RECORDED DATA:

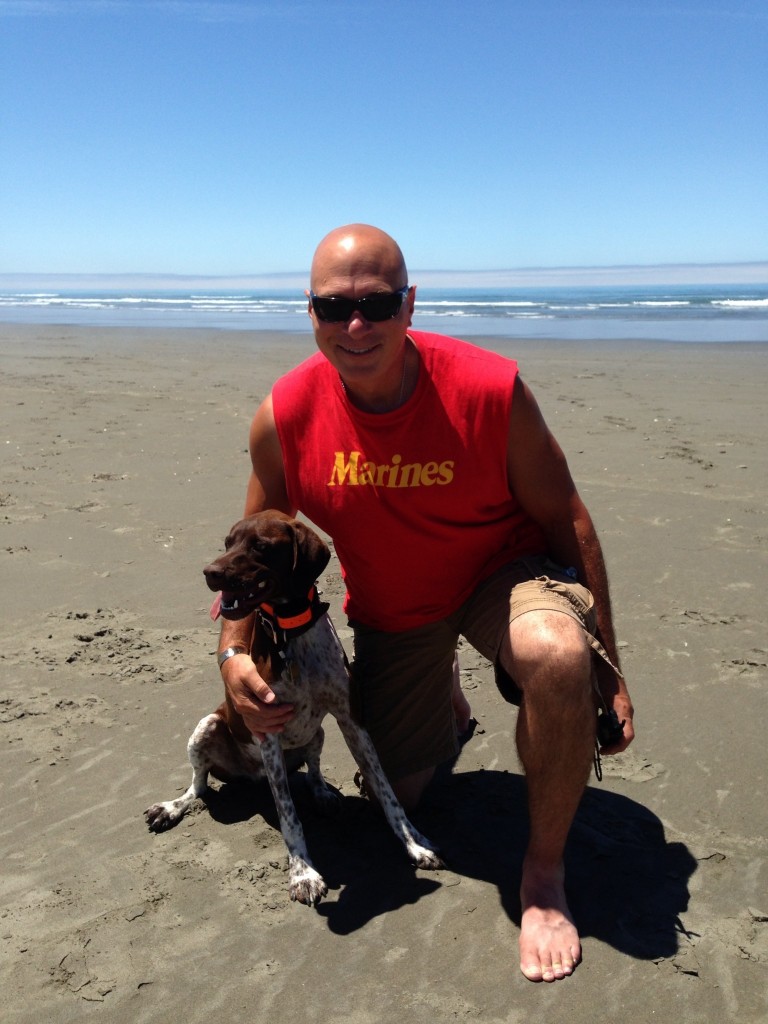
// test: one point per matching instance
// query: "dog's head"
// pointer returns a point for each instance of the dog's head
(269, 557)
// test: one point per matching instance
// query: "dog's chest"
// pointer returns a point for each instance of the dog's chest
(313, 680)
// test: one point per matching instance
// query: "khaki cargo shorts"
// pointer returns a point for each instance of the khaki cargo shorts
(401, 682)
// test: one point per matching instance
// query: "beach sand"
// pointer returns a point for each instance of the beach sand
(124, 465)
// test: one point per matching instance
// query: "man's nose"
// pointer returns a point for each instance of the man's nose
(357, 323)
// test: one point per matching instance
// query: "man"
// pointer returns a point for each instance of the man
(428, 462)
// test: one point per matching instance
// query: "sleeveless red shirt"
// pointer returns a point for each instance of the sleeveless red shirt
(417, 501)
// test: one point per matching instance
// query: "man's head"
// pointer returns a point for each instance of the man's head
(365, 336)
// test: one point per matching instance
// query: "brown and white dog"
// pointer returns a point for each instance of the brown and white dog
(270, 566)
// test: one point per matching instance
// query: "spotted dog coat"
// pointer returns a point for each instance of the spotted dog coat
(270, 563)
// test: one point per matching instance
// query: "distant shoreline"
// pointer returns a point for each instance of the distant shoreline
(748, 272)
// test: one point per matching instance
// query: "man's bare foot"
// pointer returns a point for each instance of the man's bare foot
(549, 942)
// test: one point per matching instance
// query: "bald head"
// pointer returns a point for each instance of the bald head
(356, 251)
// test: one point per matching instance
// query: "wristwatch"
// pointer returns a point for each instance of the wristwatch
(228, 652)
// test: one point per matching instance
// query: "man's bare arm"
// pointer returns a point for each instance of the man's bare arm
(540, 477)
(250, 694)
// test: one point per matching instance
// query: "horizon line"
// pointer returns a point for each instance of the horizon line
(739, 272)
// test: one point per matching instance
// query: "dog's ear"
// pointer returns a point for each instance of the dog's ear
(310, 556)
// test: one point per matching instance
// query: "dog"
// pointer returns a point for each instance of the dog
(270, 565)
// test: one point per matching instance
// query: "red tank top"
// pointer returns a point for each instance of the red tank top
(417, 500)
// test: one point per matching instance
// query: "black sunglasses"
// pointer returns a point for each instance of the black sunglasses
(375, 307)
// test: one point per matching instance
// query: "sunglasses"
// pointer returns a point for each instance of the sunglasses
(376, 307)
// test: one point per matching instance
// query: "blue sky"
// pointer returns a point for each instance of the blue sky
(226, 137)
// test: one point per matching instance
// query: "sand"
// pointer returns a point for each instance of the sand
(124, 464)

ACTION ITEM:
Copy every line of the records exactly as it is written, but not the pictures.

TASK RESPONSE:
// test: one point per matching instance
// query: "dog's head"
// pointer returns a point for each instance of the dog's head
(269, 557)
// test: one point per matching instance
// query: "dog's chest"
// pointer returns a point for each instance of the dog's chest
(313, 680)
// test: one point per matching instance
// query: "khaki cargo shorts"
// pointer returns a point for each instance of the khaki cargo shorts
(401, 682)
// test: one point per matching instance
// query: "beach sand"
// pointer returns a point for each instance of the beach sand
(124, 465)
// test: one point per matching instance
// query: "man's nose"
// pointer returns a point for each instance of the man's nose
(357, 323)
// test: one point per matching instance
// query: "man"
// pointer returns a point for each instance of the man
(428, 462)
// test: one point per matching instance
// query: "sleeveless red shirt"
// pointer returns a point for each instance of the sleeveless red shirt
(417, 501)
// test: one point per matching instance
// query: "man's head"
// pointer returns a point for each instance of the man's head
(365, 336)
// test: one point per matching instance
// query: "brown and white dog"
// pointer returns a point for each instance of the brown and white dog
(270, 566)
// test: one point per matching instance
// query: "spotted dog coat"
// pointer returns a point for each instance of the spotted dog coat
(270, 563)
// test: one point per matching instance
// query: "distant shoreline"
// pointer returns a point for each instance of the distant shoreline
(748, 272)
// test: one point per matching instance
// query: "man's bare foot"
// pointer returns a point for each instance of the man's bare foot
(549, 942)
// test: one point per matching instance
// query: "bald head"
// pointer returns a point for each instance of the bald head
(356, 251)
// test: one point per matching instance
// query: "wristwatch"
// pointer returns a point for each instance of the wristwatch
(228, 652)
// test: one point per matching instance
// query: "man's bare arm"
// pointer returns a point for each instance of the man's bare arm
(540, 477)
(250, 694)
// test: one point per matching instance
// query: "horizon line"
// pointer returns a point for each instance of the horizon line
(739, 272)
// test: one point per matching instance
// query: "dog's ear"
// pointer returns a point for each instance of the dog's ear
(310, 556)
// test: one point per matching instance
// query: "dog"
// pointer returns a point for each instance of the dog
(270, 565)
// test: one point per matching instance
// query: "red tank top"
// pointer returns a point for each instance of the red tank top
(417, 500)
// test: one point per matching instance
// query: "black sunglasses"
// pointer returns a point for each instance of the black sunglasses
(375, 307)
// test: one point per matching instance
// query: "sunglasses"
// pointer returns a point for each instance of the sunglasses
(376, 307)
// test: one point per matching instance
// query: "blue sky"
// pointer returns a point for each instance of the blue sky
(226, 137)
// test: one point per matching instance
// query: "sand"
// pointer returns a point for each instance of the sand
(124, 464)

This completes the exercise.